- What the task asks -
Every line from the one containing "Reviewer note: check that each instance of the dry" through the end of the listing below goes in the output, exactly and without pictures.

[Point annotation dataset records]

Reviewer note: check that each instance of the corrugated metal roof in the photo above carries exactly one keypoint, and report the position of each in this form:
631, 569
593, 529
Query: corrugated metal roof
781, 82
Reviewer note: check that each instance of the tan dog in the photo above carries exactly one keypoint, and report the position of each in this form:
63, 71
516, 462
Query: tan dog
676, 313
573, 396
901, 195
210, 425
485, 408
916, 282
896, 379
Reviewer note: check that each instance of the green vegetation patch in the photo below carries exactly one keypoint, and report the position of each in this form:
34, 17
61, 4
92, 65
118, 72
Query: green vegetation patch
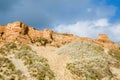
89, 61
115, 53
37, 66
43, 41
8, 71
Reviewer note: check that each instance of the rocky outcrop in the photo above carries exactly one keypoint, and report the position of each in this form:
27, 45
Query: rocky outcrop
19, 32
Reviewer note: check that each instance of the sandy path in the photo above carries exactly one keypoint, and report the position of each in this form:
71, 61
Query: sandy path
57, 62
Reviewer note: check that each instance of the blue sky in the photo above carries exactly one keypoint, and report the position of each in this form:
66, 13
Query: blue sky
85, 18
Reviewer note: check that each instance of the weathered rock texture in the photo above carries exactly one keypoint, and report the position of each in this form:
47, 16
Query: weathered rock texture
21, 33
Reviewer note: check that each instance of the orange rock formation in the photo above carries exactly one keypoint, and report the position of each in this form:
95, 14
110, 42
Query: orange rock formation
21, 33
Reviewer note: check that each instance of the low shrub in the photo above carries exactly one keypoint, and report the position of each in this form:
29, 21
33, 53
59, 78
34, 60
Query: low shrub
37, 66
43, 41
25, 47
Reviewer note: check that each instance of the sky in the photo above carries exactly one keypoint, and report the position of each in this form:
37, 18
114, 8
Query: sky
85, 18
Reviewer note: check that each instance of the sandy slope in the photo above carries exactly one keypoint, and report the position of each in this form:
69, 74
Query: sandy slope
57, 62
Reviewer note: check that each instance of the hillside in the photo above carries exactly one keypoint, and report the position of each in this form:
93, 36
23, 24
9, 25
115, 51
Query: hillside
30, 54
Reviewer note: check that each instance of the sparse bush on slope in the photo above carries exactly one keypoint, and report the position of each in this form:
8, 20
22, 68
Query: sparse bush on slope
115, 53
89, 61
8, 70
37, 66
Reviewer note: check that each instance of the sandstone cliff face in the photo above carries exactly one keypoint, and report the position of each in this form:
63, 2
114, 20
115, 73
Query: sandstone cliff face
19, 32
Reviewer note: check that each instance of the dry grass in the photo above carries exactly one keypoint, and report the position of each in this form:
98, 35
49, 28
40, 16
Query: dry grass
90, 62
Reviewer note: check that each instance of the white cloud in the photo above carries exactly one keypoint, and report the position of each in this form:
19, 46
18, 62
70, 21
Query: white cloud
91, 29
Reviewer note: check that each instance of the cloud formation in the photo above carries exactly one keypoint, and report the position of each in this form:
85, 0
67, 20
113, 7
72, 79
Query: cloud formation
91, 28
47, 13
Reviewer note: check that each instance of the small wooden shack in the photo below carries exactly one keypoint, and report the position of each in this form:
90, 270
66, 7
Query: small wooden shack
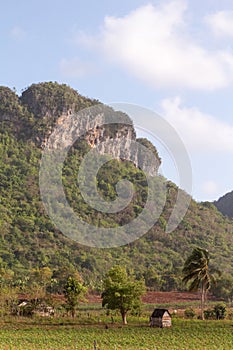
160, 318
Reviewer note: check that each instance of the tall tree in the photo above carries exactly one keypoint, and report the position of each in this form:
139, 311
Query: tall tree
198, 275
121, 291
74, 291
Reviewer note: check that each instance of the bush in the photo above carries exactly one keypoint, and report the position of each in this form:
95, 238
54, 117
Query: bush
209, 314
189, 313
220, 311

- Answer in full -
Reviewer note: check that each instance of the dry grass in the photo above carries exactly one keypoint, and report the position of each in this form:
98, 35
49, 28
40, 16
Query: dry grass
90, 62
Reviewer note: check that each instance of the white cloud in the photo above carries exactly one keypoint, and report the position of each in this form:
19, 46
18, 62
70, 21
Query: white cloud
91, 29
Reviewer note: check that each instance of the cloud formation in the photo above carries exactly one keypoint, and report the position of each in this form:
85, 0
67, 20
113, 7
72, 79
Query: cloud formation
91, 28
47, 13
Reviewer note: check that each instance of the small wooden shack in the photo below carries exactly one keypoint, and report the position of each in this form:
90, 270
66, 7
Query: small wooden shack
160, 318
Reviewer note: check that each instance of the tall tree in the photo above carries exactly one keypoint, and report the position of each in this form:
139, 311
Query: tall tree
198, 275
121, 291
74, 291
Reviewer note: check that each instance of the bush in the photo above carries exactly one keypoint, and report the position of each in this form:
95, 238
54, 117
Query: bush
209, 314
189, 313
220, 311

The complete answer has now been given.